Data in this exercise =
— BEGIN —

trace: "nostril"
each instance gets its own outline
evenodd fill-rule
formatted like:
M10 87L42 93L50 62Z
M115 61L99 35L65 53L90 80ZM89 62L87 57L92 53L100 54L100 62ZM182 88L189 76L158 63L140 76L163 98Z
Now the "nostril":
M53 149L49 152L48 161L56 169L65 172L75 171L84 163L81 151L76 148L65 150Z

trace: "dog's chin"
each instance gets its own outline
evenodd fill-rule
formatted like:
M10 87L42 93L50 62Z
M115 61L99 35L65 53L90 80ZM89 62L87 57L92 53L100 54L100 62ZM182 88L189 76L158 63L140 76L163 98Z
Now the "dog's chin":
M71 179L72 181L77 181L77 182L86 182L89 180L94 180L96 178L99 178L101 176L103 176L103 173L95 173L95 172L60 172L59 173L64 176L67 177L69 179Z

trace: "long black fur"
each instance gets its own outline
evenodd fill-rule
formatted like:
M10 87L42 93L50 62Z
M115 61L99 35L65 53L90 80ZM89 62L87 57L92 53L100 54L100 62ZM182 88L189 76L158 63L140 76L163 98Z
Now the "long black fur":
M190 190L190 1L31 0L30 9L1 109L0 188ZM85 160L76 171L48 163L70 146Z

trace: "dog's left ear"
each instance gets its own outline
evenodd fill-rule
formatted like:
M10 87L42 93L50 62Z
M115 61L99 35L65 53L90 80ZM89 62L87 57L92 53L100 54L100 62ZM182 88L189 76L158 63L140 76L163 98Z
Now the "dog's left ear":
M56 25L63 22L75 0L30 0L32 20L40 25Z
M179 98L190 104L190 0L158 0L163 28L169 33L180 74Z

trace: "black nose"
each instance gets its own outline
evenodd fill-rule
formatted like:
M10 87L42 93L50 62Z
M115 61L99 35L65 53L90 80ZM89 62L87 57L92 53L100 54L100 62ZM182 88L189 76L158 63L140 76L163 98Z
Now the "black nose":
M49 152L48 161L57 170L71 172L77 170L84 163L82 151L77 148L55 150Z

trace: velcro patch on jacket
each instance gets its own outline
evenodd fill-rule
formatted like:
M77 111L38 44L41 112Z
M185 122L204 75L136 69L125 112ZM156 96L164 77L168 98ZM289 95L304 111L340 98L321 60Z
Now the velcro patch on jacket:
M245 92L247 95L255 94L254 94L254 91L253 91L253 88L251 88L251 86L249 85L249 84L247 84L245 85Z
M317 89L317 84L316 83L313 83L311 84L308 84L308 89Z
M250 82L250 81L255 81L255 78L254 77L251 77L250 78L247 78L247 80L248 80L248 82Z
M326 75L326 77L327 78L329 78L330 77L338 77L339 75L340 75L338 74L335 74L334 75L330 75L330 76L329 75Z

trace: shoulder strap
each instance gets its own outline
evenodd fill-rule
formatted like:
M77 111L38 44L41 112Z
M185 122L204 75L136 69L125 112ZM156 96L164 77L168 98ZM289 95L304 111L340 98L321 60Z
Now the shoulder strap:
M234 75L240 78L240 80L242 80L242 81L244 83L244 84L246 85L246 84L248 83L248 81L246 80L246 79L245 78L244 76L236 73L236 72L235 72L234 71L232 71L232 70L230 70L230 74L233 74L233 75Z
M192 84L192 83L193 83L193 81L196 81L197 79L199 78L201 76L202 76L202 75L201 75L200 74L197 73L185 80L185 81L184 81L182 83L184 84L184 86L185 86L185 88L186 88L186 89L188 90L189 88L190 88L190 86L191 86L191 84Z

— END —

Task =
The records above should be returned exactly.

Output =
trace: "nostril"
each instance gets its own outline
evenodd fill-rule
formatted like:
M10 87L42 93L50 62Z
M115 61L99 35L65 53L90 80ZM89 62L87 57L92 53L100 54L100 62ZM182 88L189 76L158 63L140 76L163 98Z
Now the "nostril":
M53 149L49 152L48 161L56 169L65 172L75 171L84 163L81 151L76 148L65 150Z

trace: "dog's chin"
each instance gets its own outline
evenodd fill-rule
formatted like:
M10 87L42 93L50 62Z
M115 61L99 35L65 53L90 80ZM89 62L87 57L92 53L100 54L100 62ZM182 88L189 76L158 63L140 76L163 98Z
Now the "dog's chin":
M71 179L72 181L77 181L77 182L86 182L89 180L94 180L96 178L99 178L101 176L103 176L103 173L95 173L95 172L60 172L59 173L64 176L67 177L69 179Z

trace: "long black fur"
each instance gets its own outline
evenodd fill-rule
formatted like:
M10 87L42 93L50 62Z
M115 61L99 35L65 53L90 80ZM89 62L87 57L92 53L100 54L100 62ZM182 88L189 76L158 63L140 76L163 98Z
Now the "long black fur":
M190 190L190 1L31 0L30 9L1 109L0 188ZM85 160L76 171L48 163L70 146Z

trace: "dog's left ear"
each instance gets its own outline
evenodd fill-rule
formatted like:
M10 87L42 93L50 62Z
M115 61L99 35L65 53L90 80ZM89 62L87 57L92 53L100 54L100 62ZM182 88L189 76L158 63L140 76L163 98Z
Now the "dog's left ear":
M56 25L63 22L75 0L30 0L32 20L40 25Z
M179 98L190 104L190 0L158 0L163 28L169 33L180 74Z

trace: "black nose"
each instance gets its own outline
evenodd fill-rule
formatted like:
M10 87L42 93L50 62Z
M115 61L99 35L65 53L90 80ZM89 62L87 57L92 53L100 54L100 62ZM182 88L189 76L158 63L140 76L163 98Z
Now the "black nose":
M49 152L48 161L57 170L71 172L77 170L84 163L82 151L77 148L55 150Z

trace: velcro patch on jacket
each instance gets its own outline
evenodd fill-rule
formatted like:
M77 111L38 44L41 112Z
M185 122L204 75L136 69L125 112ZM156 96L164 77L168 98ZM289 95L304 111L340 98L321 60Z
Now the velcro patch on jacket:
M245 92L247 95L255 94L254 94L254 91L253 91L253 88L251 88L251 86L249 85L249 84L247 84L245 85Z
M317 89L317 84L316 83L313 83L311 84L308 84L308 89Z
M250 82L250 81L255 81L255 78L254 77L251 77L250 78L247 78L247 80L248 80L248 82Z
M326 75L326 77L327 78L329 78L330 77L338 77L339 75L340 75L338 74L335 74L334 75L330 75L330 76L329 75Z

trace: shoulder strap
each instance gets its own outline
evenodd fill-rule
formatted like:
M77 111L38 44L41 112Z
M185 122L204 75L136 69L125 112ZM156 96L164 77L168 98ZM289 95L304 111L340 98L321 60Z
Now the shoulder strap:
M234 75L240 78L240 80L242 80L242 81L244 83L244 84L246 85L246 84L248 83L248 81L246 80L246 79L245 78L244 76L236 73L236 72L235 72L234 71L232 71L232 70L230 70L230 74L233 74L233 75Z
M192 84L192 83L193 83L193 81L196 81L197 79L199 78L201 76L202 76L202 75L201 75L200 74L197 73L185 80L185 81L184 81L182 83L184 84L184 86L185 86L185 88L186 88L186 89L188 90L189 88L190 88L190 86L191 86L191 84Z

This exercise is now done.